Objective:
Repeat the data below word for word, from the line containing "For the evaluation set, point out every instance of the woman's" through the end of the data, both ends included.

Material for the task:
Start

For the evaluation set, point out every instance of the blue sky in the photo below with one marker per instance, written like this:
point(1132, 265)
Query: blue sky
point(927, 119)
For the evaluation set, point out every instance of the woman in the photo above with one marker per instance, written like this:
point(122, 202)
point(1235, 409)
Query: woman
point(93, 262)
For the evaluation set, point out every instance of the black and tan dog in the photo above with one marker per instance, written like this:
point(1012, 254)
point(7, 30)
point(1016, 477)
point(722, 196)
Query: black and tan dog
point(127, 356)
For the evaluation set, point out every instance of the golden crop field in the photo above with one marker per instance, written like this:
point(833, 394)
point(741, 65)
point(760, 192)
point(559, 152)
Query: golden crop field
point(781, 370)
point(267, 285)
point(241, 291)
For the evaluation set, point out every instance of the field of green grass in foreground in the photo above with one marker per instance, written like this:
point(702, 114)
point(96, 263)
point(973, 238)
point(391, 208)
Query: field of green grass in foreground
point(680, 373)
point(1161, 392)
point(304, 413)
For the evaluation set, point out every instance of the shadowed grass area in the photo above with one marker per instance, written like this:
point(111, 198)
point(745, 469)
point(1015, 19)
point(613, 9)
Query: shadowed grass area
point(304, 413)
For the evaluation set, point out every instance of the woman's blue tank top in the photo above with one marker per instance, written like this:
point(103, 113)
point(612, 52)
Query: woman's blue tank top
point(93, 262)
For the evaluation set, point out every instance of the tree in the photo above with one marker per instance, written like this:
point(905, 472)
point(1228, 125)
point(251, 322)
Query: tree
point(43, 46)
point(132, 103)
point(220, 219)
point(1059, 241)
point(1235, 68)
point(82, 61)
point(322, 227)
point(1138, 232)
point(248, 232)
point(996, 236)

End

Exercise response:
For the evaluation set, point out every instance of the woman's blue tank top in the photo above with one marker per instance, written like this:
point(103, 113)
point(612, 52)
Query: woman's blue tank top
point(93, 262)
For the evaluation set, point out every instance of the tree in the photo above with one marker per instance, written like this:
point(905, 472)
point(1228, 125)
point(251, 322)
Query: tree
point(43, 46)
point(132, 103)
point(220, 219)
point(1059, 241)
point(1235, 68)
point(82, 61)
point(322, 227)
point(1138, 232)
point(248, 232)
point(996, 236)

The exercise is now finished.